• _Stated goal_: Turn the lines of the items below into a single numbered list, skipping any blank lines and leaving out the pictures.

• _Recorded information_:
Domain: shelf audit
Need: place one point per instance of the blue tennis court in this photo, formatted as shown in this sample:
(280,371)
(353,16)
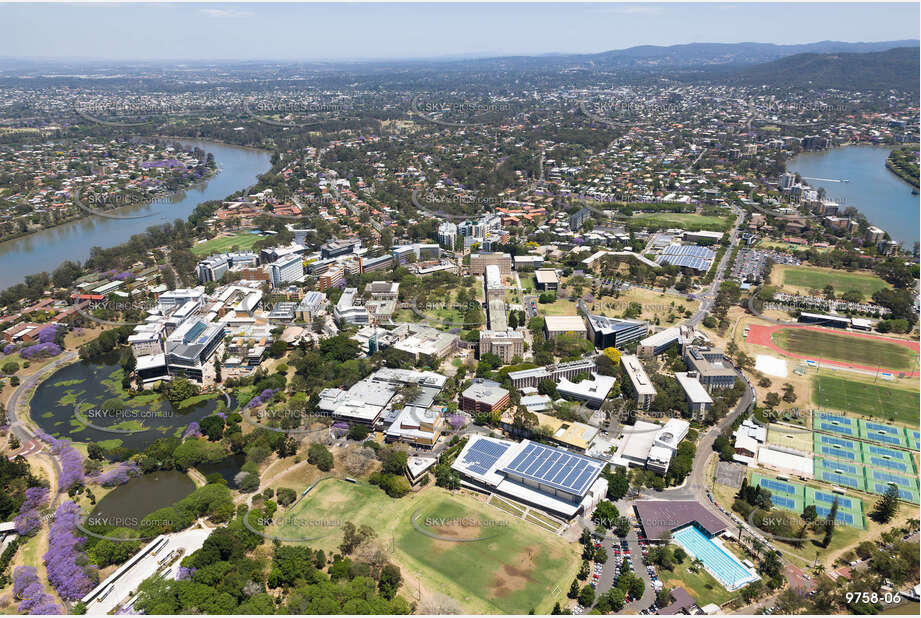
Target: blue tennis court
(838,466)
(832,451)
(775,485)
(887,477)
(889,463)
(787,503)
(837,428)
(840,479)
(840,517)
(904,494)
(842,442)
(843,502)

• _Full response_:
1. Domain: shelf audit
2. Need: place one point per instance of the blue tennis court in this photo, formatted as shown in this sample:
3. (280,371)
4. (353,16)
5. Target: blue tennis court
6. (838,466)
7. (832,451)
8. (775,485)
9. (887,477)
10. (889,463)
11. (787,503)
12. (837,428)
13. (840,479)
14. (840,517)
15. (904,494)
16. (842,442)
17. (843,502)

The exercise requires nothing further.